DO THIS
Pictures in the data below are not part of the copy; transcribe everything else exactly.

Position identification records
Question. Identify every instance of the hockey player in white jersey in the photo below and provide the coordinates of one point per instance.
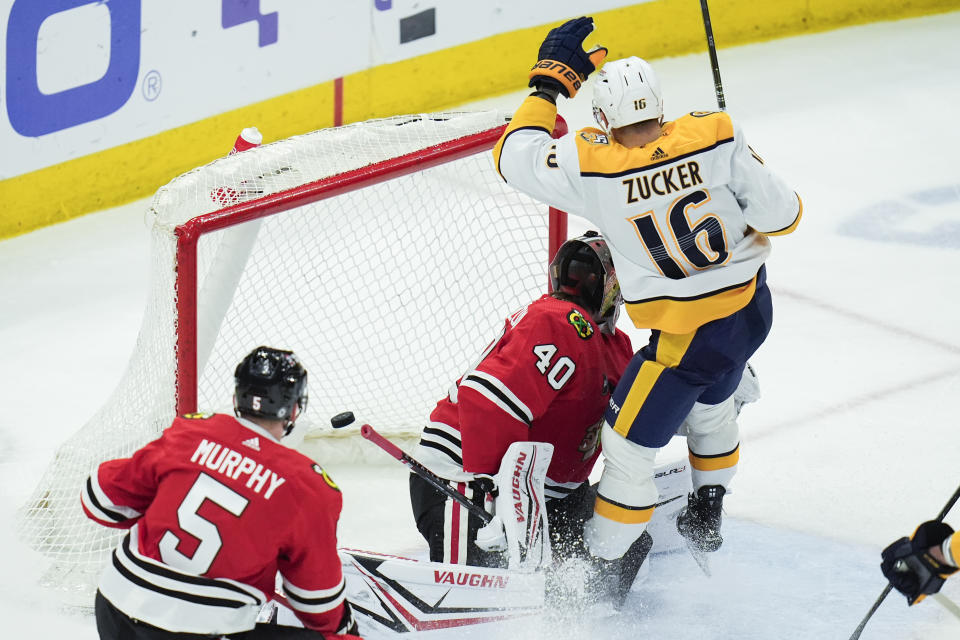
(686, 208)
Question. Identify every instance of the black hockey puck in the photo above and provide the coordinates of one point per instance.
(342, 420)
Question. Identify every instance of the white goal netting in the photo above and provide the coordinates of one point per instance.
(386, 293)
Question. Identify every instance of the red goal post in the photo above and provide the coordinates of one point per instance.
(385, 254)
(189, 233)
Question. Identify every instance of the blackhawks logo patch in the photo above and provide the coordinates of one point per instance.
(580, 323)
(326, 478)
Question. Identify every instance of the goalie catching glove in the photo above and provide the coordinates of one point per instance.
(909, 566)
(563, 65)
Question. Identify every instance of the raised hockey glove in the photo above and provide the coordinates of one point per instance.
(910, 568)
(562, 64)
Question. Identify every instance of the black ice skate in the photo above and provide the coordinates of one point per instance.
(699, 521)
(613, 579)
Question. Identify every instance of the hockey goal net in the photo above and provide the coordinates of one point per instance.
(384, 253)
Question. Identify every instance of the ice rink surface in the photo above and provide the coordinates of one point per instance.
(856, 438)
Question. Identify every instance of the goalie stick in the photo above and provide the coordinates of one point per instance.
(712, 49)
(435, 481)
(886, 590)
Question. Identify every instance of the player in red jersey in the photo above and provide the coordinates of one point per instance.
(546, 378)
(216, 507)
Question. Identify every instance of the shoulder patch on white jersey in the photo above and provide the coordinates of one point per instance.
(595, 138)
(580, 323)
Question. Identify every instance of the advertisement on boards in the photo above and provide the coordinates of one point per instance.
(81, 76)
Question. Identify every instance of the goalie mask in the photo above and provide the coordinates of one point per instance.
(270, 383)
(583, 270)
(625, 92)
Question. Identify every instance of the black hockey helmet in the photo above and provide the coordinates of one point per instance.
(583, 270)
(270, 383)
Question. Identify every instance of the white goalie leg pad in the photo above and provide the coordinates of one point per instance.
(626, 497)
(712, 431)
(522, 505)
(673, 484)
(749, 388)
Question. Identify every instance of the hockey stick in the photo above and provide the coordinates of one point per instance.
(886, 590)
(712, 48)
(435, 481)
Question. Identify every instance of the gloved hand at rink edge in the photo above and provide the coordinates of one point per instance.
(909, 566)
(563, 66)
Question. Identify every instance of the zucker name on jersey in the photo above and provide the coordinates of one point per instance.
(686, 207)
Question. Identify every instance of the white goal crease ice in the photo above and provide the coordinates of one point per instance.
(384, 253)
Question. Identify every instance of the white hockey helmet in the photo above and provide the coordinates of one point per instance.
(626, 91)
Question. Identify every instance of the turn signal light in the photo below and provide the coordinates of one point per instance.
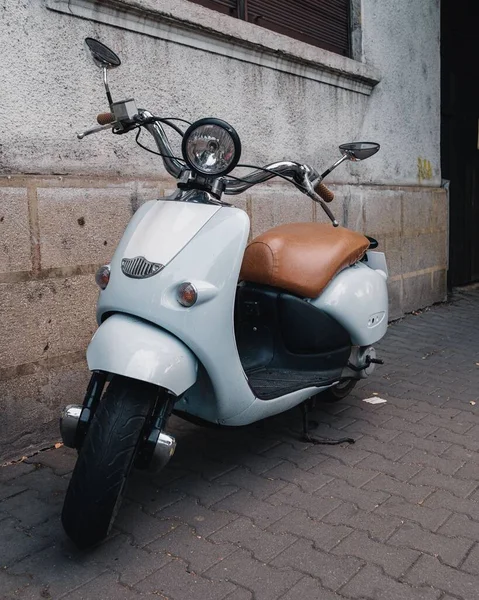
(102, 276)
(187, 294)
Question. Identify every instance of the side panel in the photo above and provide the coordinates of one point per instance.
(358, 299)
(126, 346)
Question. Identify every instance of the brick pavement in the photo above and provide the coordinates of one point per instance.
(256, 514)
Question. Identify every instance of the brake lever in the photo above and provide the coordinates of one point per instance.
(314, 196)
(95, 129)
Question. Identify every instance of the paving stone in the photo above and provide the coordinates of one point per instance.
(307, 481)
(471, 564)
(140, 526)
(371, 583)
(431, 477)
(263, 545)
(450, 550)
(425, 516)
(469, 471)
(348, 454)
(10, 472)
(391, 451)
(444, 465)
(105, 587)
(204, 521)
(413, 493)
(304, 459)
(175, 582)
(466, 441)
(430, 571)
(461, 525)
(394, 561)
(240, 594)
(120, 555)
(264, 581)
(323, 535)
(332, 571)
(27, 509)
(50, 487)
(17, 542)
(260, 486)
(310, 589)
(365, 499)
(398, 470)
(65, 571)
(379, 527)
(61, 460)
(352, 475)
(198, 552)
(243, 503)
(276, 518)
(446, 500)
(315, 506)
(11, 489)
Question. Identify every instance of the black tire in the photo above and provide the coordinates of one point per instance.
(338, 392)
(105, 460)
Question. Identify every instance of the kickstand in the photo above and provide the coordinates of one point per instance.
(307, 425)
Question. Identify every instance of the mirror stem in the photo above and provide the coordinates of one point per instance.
(107, 87)
(336, 164)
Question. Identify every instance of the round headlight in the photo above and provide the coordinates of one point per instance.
(211, 147)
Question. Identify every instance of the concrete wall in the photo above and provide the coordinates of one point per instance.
(64, 203)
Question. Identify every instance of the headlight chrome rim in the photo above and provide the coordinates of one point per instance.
(234, 139)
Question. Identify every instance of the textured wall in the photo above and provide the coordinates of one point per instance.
(64, 203)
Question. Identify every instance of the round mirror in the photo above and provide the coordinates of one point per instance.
(102, 55)
(359, 150)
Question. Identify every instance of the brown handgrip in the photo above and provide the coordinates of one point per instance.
(105, 118)
(326, 194)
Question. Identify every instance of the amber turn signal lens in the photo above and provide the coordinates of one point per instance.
(187, 294)
(102, 276)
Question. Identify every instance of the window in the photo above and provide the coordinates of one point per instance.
(323, 23)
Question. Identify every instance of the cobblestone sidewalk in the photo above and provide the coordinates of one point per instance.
(255, 514)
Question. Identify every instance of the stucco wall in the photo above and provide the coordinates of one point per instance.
(64, 203)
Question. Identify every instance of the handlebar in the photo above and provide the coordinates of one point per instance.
(325, 193)
(105, 118)
(302, 176)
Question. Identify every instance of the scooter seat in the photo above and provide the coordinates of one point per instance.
(301, 258)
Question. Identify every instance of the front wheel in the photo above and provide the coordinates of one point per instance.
(105, 460)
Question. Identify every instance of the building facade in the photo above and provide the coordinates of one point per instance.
(64, 203)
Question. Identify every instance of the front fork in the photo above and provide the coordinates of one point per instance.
(157, 447)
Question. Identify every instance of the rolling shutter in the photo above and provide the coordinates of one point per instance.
(323, 23)
(228, 7)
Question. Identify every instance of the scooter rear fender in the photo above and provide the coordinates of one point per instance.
(127, 346)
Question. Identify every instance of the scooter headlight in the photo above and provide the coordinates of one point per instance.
(211, 147)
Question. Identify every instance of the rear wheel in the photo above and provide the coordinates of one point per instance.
(105, 460)
(338, 392)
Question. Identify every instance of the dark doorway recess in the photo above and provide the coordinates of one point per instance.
(460, 135)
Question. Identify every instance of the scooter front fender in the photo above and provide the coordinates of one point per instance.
(127, 346)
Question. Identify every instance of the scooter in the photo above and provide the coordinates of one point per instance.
(196, 321)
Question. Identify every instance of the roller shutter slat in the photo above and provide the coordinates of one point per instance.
(323, 23)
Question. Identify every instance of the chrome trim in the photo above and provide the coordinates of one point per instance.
(285, 167)
(69, 419)
(140, 268)
(164, 449)
(173, 166)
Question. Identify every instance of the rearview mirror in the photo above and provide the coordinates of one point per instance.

ANSWER FOR THE TASK
Question. Identify every instance of the hockey player in white jersey in the photo below and provide the coordinates of one point per instance.
(686, 208)
Question. Identify every instance of the black hockey puck in the photo above and provide the coordinates of one point per instance.
(342, 420)
Question. Identify every instance of the white goal netting in the photo above and provide the coordinates of one point per instance.
(386, 293)
Question. Identify every instance of the red goal post in the photo above and provide the coordinates of one point per instance.
(385, 254)
(189, 233)
Question. Identify every instance of the blackhawks logo patch in the photo above and provide the coordinates of one point per instance.
(580, 323)
(326, 478)
Question. Identify every instance of the goalie catching glove in the photo above and provide the coordinates of one point per instance.
(909, 566)
(563, 65)
Question. Identify every instance of the raised hockey glove in the photo above and provide the coordinates of one point per instance.
(910, 568)
(562, 64)
Question. Identify every instance of the black ice skate in the photo above and provide the coordinates of one point per instance.
(699, 521)
(613, 579)
Question. Identify every instance of the hockey goal net in the photo above and provide the coordinates of one point per instance.
(384, 253)
Question. Identify every instance of the ice rink surface in the photo above and provide the coordinates of one point per instance.
(856, 438)
Question. Identify every instance of the goalie stick in the photo above and provide the coordinates of one point per instance.
(712, 49)
(435, 481)
(886, 590)
Question. Identify every instance of the player in red jersey in the photo above and provide the coordinates of one point per instance.
(546, 378)
(216, 507)
Question. Identify every instance of the shoulder patch on white jersey in the photo above and provide the coordinates of one point per instance.
(595, 138)
(580, 323)
Question. Identify every instance of the advertisement on boards in the photo above and provide the coordinates of one point per instance.
(81, 76)
Question. Identify every instance of the goalie mask in the photo above and provide the coordinates of one point per instance.
(270, 383)
(583, 270)
(625, 92)
Question. Identify every instance of the black hockey helmet in the photo above and provide the coordinates of one point per instance.
(583, 270)
(270, 383)
Question. Identify every instance of the white goalie leg pad in the photo above and provide the coordinates of one point per instance.
(626, 497)
(712, 431)
(522, 505)
(673, 484)
(749, 388)
Question. Identify every instance of the hockey stick in the photo above and provide the coordinates of one point per instance.
(886, 590)
(712, 48)
(435, 481)
Question. Identify every instance of the gloved hand at rink edge in the photo above and provide the coordinates of one point per instance.
(909, 566)
(563, 66)
Question. Identify every instance of the zucker name on jersey in the photo above and provide the coordinates of one point per instance.
(686, 207)
Question. Identify every instance of the white goal crease ice in the photo above and provide the coordinates of one point per instance.
(384, 253)
Question. Identify every instance of the white hockey helmet in the photo above and provide the coordinates of one point per instance.
(626, 91)
Question. Identify every instance of the turn signal light in the photo below and provide the coordinates of one point per instance.
(102, 276)
(187, 294)
Question. Identify every instance of the side panel in the photo above and provide the coordinates of one point per instance.
(358, 299)
(126, 346)
Question. Identify every instance of the brick pavement in the photo above and provide the coordinates of one point per instance.
(256, 514)
Question. Identify every instance of the brake lever in the photo above and provide the coordinates of one point per instance.
(314, 196)
(95, 129)
Question. Identify every instance of the paving stone in the photo above and provide the coordinates of one point per instance.
(307, 481)
(471, 564)
(140, 526)
(371, 583)
(431, 477)
(263, 545)
(450, 550)
(425, 516)
(469, 471)
(348, 454)
(10, 472)
(391, 451)
(444, 465)
(105, 587)
(204, 521)
(413, 493)
(304, 459)
(175, 582)
(466, 441)
(430, 571)
(461, 525)
(394, 561)
(240, 594)
(120, 555)
(264, 581)
(323, 535)
(332, 571)
(27, 509)
(50, 487)
(17, 542)
(260, 486)
(310, 589)
(365, 499)
(398, 470)
(65, 571)
(379, 527)
(61, 460)
(352, 475)
(198, 552)
(243, 503)
(276, 518)
(446, 500)
(315, 506)
(11, 489)
Question. Identify every instance of the black tire in the photo above and provide the coordinates of one point per instance.
(338, 392)
(105, 460)
Question. Identify every instance of the kickstand in the photo above and provide the coordinates of one point per instance.
(307, 425)
Question. Identify every instance of the mirror stem in the photo above and provide the coordinates of one point per instance.
(107, 87)
(336, 164)
Question. Identify every instance of the round headlight in the photo above and provide the coordinates of one point per instance.
(211, 147)
Question. Identify every instance of the concrete wall in the photo above and provide the coordinates of one point per instance.
(64, 203)
Question. Identify every instance of the headlight chrome rim in the photo above and provide the coordinates of one point per instance.
(234, 139)
Question. Identify every instance of the textured wall in the photo above and provide the coordinates of one point per instance.
(64, 203)
Question. Identify every instance of the round mirror in the photo above and provide the coordinates of one point per instance.
(102, 55)
(359, 150)
Question. Identify every instance of the brown handgrip in the photo above and provide the coordinates of one point per instance.
(105, 118)
(326, 194)
Question. Identify every instance of the amber turn signal lens in the photo above and provide the coordinates of one point per instance.
(187, 294)
(102, 276)
Question. Identify every instance of the window in the photo above and provide the coordinates of one point per instance.
(323, 23)
Question. Identify every instance of the cobblestone sidewalk in the photo above and provide the coordinates of one point per instance.
(255, 514)
Question. Identify every instance of the stucco wall in the photo above and provide the coordinates of one point per instance.
(64, 203)
Question. Identify every instance of the handlebar in the photo above and provide the coordinates of one point per instance.
(325, 193)
(105, 118)
(302, 176)
Question. Identify every instance of the scooter seat in the photo above and provide the coordinates of one point per instance.
(301, 258)
Question. Identify every instance of the front wheel in the photo above and provide the coordinates of one point per instance.
(105, 460)
Question. Identify every instance of the building facade in the photo above and provide the coordinates of one point per instance.
(64, 203)
Question. Identify every instance of the front fork in the photo above and provide the coordinates of one point per instance.
(157, 447)
Question. Identify every instance of the rolling shutter in the photo above and provide the coordinates of one point per instance.
(323, 23)
(228, 7)
Question. Identify every instance of the scooter rear fender in the photo above and provide the coordinates of one point per instance.
(127, 346)
Question. Identify every instance of the scooter headlight in the photo above and provide the coordinates of one point per instance.
(211, 147)
Question. Identify every instance of the rear wheel in the photo above and provide the coordinates of one point per instance.
(105, 460)
(338, 392)
Question. Identify every instance of the dark doorway recess in the photo above and provide the coordinates of one point per instance.
(460, 135)
Question. Identify every instance of the scooter front fender in the photo above and provide the coordinates of one point per instance.
(127, 346)
Question. Identify every instance of the scooter in the photo above and provide the coordinates of one point per instance.
(196, 321)
Question. Identify every instance of the roller shutter slat in the photo above and provide the coordinates of one point per instance.
(323, 23)
Question. Identify every instance of the chrome trim in the photo above and provide the coordinates of one point per instance.
(285, 167)
(69, 419)
(140, 268)
(164, 449)
(173, 166)
Question. Identify every instance of the rearview mirror in the photo above and provide the coordinates of one point per instance.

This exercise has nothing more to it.